#### [OBJECTIVE]
Retype everything in the passage below on precariousness and far-right voting, from "Precariousness corresponds to" down to "(to some extent).", word for word.

#### [SELECTION]
* START *

Precariousness corresponds to a state of uncertainty, be it financially, psychologically or professionally derived. Thus, the fear of losing one’s job or some part of one’s income in the future conveys a state of precariousness. The two far-right parties attract different parts of the working classes based on their feelings toward the future. AfD reaches 17,5% among those who agree that they will lose their job in the coming years (15,5% among German working classes). In France there is no overrepresentation of RN among the anxious groups. RN voters seem in fact to be quite optimistic for the future: those who believe that they will probably lose their job in the future are only 24% to vote for RN. Our data about contractual status show working-class RN vote doesn’t rely on a fear for the future contrary to the working-class AfD electorate (to some extent).
Although RN voters seem to be confident in their professional future, they differ from AfD voters concerning their capacity to make ends meet. The far-right German party reaches a similar score among people who declare facing economic difficulties every month (15%) than among all German respondents. In France, RN gathers 31% of votes of those with economic difficulties every month, way more than among all French respondents (24%). Although the proportion of precarious people in AfD and RN is very high compared to other national parties, the radical left parties in both countries have the most precarious electorate. We observe that two different mechanisms exist in the working-class support for far-right parties. Because the working-class AfD electorate is doubtful about keeping the same living and working conditions in the future, far-right support might be explained partially by a fear for the future ; its authoritarian political offer represents an adequate response to their anxiety. In France, support for RN is rather based on relative deprivation (Gurr, 1970): a perception that their lifestyle is worsening compared to the unfair amelioration of lifestyle of other citizens. Indeed, they suffer, to a lesser extent, from unstable working conditions but their present living conditions are clearly degraded. As Violaine Girard described it, their perception of society is based on a distanciation between their merit through effort and the perceived laziness of marginalized people (social benefits recipients and/or migrants) (Girard, 2017).

* END *

#### [Items from a labeling collection]

* START *

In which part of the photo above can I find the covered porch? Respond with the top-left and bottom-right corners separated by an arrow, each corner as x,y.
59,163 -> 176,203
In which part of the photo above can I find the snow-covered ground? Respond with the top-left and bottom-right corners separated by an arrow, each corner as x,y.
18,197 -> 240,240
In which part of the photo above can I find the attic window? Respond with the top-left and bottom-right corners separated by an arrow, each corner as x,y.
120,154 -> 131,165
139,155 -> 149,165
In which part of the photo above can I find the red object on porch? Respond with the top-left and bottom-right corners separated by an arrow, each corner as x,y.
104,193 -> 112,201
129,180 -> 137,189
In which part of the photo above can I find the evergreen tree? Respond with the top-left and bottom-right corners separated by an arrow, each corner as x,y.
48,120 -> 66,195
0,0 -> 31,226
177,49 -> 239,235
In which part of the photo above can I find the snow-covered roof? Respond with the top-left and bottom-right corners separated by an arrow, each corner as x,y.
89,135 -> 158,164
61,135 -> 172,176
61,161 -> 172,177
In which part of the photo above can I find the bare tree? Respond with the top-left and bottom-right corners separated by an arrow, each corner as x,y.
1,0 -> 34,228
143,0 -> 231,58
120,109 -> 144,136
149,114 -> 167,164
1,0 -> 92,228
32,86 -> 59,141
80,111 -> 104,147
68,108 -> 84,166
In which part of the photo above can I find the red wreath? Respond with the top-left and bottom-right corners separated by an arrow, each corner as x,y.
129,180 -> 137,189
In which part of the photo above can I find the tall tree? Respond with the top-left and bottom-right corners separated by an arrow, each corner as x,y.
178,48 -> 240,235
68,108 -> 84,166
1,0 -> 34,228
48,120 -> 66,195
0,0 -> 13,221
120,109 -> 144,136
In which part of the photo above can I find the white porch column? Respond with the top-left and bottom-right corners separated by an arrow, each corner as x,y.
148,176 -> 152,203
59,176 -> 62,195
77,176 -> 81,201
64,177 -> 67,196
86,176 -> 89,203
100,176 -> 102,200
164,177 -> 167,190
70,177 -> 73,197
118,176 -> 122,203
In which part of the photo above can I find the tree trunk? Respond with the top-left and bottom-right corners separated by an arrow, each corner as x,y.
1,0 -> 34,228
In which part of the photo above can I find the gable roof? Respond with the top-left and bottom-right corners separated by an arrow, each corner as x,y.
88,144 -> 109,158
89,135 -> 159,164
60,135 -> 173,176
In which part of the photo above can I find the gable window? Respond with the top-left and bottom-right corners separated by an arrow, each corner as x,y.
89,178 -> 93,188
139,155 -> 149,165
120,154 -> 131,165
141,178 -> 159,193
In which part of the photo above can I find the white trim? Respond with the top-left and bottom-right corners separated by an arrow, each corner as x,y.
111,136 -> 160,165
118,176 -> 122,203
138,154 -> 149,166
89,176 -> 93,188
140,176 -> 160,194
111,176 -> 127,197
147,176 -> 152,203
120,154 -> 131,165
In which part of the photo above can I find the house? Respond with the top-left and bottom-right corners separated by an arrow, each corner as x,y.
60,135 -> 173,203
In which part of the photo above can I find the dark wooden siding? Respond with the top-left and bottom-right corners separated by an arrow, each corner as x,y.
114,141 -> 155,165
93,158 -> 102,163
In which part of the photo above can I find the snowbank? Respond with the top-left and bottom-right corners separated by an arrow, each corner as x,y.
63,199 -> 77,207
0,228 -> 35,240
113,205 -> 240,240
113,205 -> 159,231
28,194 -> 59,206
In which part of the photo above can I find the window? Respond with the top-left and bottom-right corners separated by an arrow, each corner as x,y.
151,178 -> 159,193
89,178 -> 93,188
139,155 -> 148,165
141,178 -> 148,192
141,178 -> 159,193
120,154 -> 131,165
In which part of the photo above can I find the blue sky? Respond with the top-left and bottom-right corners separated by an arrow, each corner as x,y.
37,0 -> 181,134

* END *

#### [TASK ANSWER]
Precariousness corresponds to a state of uncertainty, be it financially, psychologically or professionally derived. Thus, the fear of losing one’s job or some part of one’s income in the future conveys a state of precariousness. The two far-right parties attract different parts of the working classes based on their feelings toward the future. AfD reaches 17,5% among those who agree that they will lose their job in the coming years (15,5% among German working classes). In France there is no overrepresentation of RN among the anxious groups. RN voters seem in fact to be quite optimistic for the future: those who believe that they will probably lose their job in the future are only 24% to vote for RN. Our data about contractual status show working-class RN vote doesn’t rely on a fear for the future contrary to the working-class AfD electorate (to some extent).